[REQUIRED TASK]:
Report how many lines of the items contain the string "shirt", giving only the number. Matching is case-sensitive.

Raw records
· · · · ·
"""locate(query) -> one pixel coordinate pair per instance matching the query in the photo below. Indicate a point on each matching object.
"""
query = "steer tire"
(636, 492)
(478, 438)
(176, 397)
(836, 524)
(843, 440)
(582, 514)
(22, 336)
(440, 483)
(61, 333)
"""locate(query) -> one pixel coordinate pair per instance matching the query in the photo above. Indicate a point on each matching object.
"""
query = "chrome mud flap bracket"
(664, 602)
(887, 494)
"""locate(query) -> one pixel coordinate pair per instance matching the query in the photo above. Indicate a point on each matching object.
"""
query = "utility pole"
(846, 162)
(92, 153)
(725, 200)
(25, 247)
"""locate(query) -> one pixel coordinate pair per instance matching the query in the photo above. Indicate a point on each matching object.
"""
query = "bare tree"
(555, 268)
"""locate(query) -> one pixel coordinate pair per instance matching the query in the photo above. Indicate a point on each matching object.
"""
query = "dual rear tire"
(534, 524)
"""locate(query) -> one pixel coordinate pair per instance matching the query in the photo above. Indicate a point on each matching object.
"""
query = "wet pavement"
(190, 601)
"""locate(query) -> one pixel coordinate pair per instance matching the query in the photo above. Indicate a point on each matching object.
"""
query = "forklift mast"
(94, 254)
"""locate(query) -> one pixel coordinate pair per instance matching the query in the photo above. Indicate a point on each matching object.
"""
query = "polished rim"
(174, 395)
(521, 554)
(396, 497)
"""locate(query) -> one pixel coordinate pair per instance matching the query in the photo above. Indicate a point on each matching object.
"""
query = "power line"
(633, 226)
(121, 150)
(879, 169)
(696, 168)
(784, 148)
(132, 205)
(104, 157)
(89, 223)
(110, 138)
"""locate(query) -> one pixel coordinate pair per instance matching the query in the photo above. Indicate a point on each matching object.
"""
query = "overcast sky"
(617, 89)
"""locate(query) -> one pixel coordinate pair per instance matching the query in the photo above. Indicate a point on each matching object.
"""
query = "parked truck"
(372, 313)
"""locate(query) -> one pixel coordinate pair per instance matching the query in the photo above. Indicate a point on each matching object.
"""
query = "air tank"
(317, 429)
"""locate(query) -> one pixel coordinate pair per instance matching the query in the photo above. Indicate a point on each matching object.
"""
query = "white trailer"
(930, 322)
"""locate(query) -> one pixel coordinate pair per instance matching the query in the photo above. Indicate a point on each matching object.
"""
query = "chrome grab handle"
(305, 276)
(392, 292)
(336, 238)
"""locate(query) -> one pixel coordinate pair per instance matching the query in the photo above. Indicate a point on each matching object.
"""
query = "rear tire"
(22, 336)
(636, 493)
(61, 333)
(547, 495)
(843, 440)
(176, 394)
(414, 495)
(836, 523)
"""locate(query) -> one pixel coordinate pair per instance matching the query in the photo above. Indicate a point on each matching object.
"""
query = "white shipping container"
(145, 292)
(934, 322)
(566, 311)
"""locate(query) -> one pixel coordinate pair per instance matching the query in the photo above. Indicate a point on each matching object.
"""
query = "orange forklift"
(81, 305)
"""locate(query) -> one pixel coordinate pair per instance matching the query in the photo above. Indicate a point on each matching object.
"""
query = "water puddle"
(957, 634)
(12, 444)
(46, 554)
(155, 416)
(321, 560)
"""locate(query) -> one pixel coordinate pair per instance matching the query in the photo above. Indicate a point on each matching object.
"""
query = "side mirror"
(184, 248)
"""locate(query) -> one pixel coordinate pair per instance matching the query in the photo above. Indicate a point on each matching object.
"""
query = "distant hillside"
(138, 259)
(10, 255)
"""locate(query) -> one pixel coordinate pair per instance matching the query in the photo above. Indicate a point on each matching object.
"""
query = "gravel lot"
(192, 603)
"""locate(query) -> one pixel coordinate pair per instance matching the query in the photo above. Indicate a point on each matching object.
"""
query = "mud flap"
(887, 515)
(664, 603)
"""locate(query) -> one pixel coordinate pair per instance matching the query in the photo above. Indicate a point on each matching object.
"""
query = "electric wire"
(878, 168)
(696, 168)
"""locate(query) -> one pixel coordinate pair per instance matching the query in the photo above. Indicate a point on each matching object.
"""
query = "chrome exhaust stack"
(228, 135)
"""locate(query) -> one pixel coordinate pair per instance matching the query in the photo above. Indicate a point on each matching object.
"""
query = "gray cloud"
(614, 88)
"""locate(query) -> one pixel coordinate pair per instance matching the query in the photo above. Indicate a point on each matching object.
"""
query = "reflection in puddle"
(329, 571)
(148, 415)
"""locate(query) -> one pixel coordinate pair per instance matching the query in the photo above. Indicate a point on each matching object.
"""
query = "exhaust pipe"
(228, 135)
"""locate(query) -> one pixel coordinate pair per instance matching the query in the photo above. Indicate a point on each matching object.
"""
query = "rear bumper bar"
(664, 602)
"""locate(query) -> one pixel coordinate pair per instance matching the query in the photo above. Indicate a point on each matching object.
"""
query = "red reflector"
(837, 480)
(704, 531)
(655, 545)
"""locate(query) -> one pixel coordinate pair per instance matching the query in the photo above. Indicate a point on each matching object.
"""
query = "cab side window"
· · · · ·
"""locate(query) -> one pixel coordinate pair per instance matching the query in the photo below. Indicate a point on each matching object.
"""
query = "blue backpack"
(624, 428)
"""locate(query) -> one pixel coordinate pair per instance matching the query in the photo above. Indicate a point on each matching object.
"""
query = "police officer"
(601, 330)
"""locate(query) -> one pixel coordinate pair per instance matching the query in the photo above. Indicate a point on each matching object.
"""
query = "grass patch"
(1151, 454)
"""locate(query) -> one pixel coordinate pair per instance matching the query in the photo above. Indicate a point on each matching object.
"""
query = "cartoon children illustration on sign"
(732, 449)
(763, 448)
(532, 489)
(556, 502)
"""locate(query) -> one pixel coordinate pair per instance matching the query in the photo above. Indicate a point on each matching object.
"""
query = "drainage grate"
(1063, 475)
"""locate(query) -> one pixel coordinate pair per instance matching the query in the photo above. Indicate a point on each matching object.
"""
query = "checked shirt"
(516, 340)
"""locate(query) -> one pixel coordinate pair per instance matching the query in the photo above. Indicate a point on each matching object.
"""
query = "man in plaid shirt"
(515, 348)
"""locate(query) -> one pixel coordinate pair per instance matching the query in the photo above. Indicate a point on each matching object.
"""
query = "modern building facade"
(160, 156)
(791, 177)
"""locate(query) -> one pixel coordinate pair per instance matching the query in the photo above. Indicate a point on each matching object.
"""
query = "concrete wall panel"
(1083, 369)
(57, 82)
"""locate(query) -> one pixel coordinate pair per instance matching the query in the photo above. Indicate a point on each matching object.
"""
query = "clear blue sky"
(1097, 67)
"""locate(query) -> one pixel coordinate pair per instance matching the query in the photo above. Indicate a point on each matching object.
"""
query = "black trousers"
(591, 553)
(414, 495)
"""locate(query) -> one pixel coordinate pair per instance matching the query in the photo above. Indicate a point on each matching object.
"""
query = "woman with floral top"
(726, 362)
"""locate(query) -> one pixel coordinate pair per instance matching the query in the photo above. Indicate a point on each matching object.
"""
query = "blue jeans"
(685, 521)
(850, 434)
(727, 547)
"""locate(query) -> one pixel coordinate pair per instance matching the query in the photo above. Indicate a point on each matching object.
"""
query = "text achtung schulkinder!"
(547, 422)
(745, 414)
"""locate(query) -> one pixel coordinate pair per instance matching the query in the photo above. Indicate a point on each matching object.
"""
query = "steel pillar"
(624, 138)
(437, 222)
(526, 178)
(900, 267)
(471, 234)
· · · · ·
[SOLUTION FOR THIS TASK]:
2